Exactly as they appear, copy the lines of the listing from the one containing "Target: bus rear door" through the final line, both included, and nothing else.
- - - -
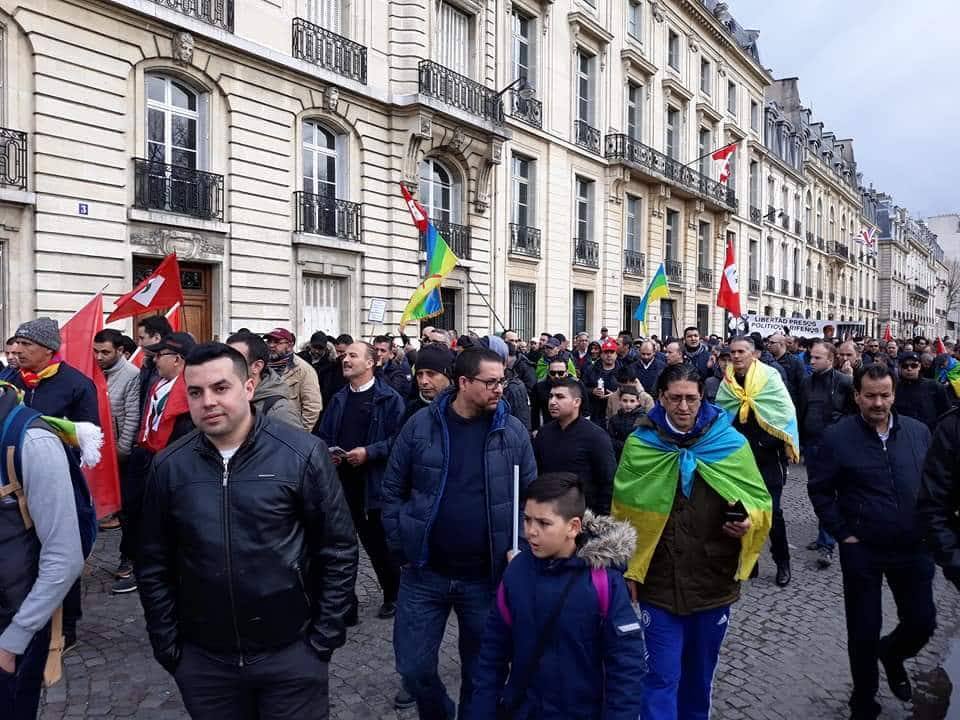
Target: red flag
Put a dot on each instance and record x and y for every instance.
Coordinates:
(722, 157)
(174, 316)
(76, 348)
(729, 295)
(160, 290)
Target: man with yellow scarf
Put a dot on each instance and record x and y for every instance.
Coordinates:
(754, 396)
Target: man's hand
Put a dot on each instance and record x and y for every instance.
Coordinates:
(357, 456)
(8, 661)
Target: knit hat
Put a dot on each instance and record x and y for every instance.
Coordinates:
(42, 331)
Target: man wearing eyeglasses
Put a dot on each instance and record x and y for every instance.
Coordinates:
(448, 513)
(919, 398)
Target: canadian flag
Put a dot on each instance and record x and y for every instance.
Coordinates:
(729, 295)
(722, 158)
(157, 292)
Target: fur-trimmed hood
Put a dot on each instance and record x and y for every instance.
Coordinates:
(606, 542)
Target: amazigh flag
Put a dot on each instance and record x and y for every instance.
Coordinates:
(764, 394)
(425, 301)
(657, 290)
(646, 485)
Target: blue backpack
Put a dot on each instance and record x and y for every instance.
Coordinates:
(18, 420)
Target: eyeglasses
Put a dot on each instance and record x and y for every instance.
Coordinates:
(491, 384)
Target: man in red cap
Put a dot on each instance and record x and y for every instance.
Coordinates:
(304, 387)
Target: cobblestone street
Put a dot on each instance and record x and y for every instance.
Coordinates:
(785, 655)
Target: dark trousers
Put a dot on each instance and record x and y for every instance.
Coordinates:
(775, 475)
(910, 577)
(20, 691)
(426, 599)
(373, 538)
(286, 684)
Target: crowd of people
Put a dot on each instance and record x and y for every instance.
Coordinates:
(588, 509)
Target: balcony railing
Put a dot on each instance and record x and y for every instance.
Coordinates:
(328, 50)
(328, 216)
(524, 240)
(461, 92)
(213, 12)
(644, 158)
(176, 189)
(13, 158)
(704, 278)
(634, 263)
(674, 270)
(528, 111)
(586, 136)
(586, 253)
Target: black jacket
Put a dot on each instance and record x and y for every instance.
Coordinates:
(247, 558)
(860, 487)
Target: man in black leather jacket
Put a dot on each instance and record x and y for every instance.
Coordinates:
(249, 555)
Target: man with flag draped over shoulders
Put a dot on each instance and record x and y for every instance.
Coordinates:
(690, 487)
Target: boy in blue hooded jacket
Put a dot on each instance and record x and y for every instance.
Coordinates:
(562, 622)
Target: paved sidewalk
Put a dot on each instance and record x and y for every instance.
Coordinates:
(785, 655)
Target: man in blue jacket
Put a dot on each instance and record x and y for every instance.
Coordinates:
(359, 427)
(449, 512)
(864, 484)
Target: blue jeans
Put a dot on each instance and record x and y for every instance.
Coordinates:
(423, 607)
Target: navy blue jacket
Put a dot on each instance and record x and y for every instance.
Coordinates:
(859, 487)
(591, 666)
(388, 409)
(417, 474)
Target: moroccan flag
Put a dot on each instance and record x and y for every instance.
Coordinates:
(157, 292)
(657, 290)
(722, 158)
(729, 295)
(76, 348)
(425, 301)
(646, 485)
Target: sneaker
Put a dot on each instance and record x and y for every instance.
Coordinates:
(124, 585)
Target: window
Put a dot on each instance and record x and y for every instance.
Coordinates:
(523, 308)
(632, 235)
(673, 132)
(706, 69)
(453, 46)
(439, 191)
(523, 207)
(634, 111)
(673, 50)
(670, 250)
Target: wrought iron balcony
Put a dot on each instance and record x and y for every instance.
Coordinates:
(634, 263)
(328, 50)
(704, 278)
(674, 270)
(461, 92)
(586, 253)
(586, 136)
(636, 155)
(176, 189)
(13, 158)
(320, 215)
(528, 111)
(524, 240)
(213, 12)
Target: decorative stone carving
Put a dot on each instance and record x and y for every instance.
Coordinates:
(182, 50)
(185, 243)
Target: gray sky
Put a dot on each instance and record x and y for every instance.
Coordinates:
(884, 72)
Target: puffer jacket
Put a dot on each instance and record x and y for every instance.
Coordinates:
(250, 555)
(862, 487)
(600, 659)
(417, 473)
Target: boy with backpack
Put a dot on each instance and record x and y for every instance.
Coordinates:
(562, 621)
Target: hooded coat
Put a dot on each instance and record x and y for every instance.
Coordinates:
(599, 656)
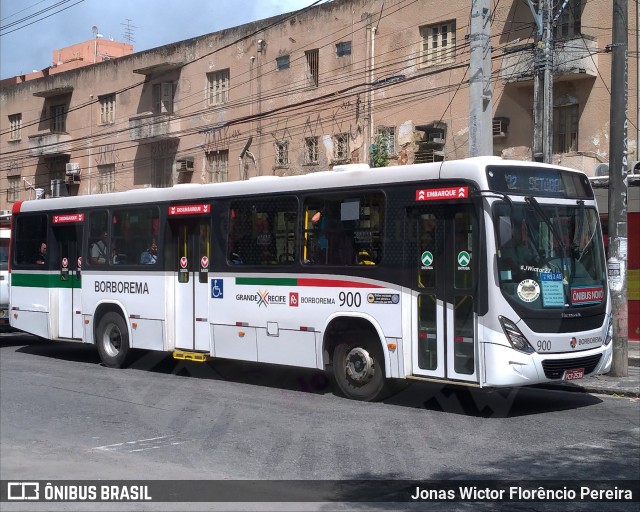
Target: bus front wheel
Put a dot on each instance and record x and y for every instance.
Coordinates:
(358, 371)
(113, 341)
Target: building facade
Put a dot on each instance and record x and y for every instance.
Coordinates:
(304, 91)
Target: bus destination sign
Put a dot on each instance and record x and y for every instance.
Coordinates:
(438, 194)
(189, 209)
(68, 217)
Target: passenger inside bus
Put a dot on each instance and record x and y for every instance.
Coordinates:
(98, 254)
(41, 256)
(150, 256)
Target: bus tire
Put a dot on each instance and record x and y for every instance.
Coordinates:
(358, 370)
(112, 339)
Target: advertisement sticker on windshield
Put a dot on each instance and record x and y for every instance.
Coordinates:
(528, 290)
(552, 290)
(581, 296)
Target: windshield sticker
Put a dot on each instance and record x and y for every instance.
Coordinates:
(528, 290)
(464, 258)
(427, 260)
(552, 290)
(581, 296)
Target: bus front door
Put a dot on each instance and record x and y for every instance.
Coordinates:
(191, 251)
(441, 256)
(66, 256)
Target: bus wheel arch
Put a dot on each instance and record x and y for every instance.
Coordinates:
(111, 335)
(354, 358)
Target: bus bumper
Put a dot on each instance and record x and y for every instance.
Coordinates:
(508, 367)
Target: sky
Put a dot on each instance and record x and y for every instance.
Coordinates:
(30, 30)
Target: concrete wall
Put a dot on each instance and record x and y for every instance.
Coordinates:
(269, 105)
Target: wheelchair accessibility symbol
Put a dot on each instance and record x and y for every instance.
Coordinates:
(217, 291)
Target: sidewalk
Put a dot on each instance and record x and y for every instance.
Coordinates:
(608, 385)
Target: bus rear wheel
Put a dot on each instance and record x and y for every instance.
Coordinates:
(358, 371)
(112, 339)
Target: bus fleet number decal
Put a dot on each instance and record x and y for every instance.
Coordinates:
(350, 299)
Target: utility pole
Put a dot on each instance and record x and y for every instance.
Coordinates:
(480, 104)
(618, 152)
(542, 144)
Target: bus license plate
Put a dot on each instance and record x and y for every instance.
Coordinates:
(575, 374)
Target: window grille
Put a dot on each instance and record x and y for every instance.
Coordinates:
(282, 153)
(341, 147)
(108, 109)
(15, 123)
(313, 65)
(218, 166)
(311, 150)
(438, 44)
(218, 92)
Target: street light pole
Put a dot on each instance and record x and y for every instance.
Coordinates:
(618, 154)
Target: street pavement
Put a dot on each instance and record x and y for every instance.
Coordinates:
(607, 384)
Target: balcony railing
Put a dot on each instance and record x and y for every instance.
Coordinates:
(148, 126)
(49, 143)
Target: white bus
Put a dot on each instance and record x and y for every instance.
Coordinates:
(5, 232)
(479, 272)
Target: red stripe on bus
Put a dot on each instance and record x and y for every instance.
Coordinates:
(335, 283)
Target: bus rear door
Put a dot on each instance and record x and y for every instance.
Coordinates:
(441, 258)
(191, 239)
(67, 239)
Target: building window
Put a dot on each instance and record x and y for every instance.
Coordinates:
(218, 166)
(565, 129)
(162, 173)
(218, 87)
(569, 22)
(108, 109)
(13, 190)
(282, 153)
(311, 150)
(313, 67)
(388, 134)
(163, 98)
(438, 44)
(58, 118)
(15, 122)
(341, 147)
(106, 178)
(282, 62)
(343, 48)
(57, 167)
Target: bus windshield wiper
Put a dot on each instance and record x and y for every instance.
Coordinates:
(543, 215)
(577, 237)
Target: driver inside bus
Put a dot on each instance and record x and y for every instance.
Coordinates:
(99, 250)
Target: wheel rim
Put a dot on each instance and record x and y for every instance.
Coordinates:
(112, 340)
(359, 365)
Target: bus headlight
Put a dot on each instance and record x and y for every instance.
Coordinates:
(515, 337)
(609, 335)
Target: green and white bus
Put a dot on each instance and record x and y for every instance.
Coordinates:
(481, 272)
- - - -
Exercise solution:
Target: bus rear door
Put a dot on each instance and record x and y for every instance.
Coordinates:
(441, 258)
(191, 239)
(67, 239)
Target: building window
Put a dot on each instance and record x and y for every instance.
Coordinates:
(218, 166)
(565, 129)
(162, 173)
(218, 87)
(569, 22)
(108, 109)
(13, 190)
(282, 153)
(311, 150)
(313, 67)
(388, 134)
(163, 98)
(438, 44)
(58, 118)
(15, 122)
(341, 147)
(106, 178)
(282, 62)
(343, 48)
(57, 167)
Target: bus windshield wiper
Put a dot on each instance and record x and y for every instance.
Coordinates:
(543, 215)
(577, 237)
Target: driver inside bus
Put a dot on each instance and record x and y for every instance.
Coordinates:
(99, 250)
Target: wheel rim
Put a dot on each instance and record x and y for every instance.
Coordinates:
(112, 340)
(359, 365)
Target: bus headlight
Put a dot on each instance and record x and y for every instance.
Coordinates:
(515, 337)
(609, 335)
Target: green and white bus
Put a dot on each instance and record x and y for every instance.
Coordinates:
(481, 272)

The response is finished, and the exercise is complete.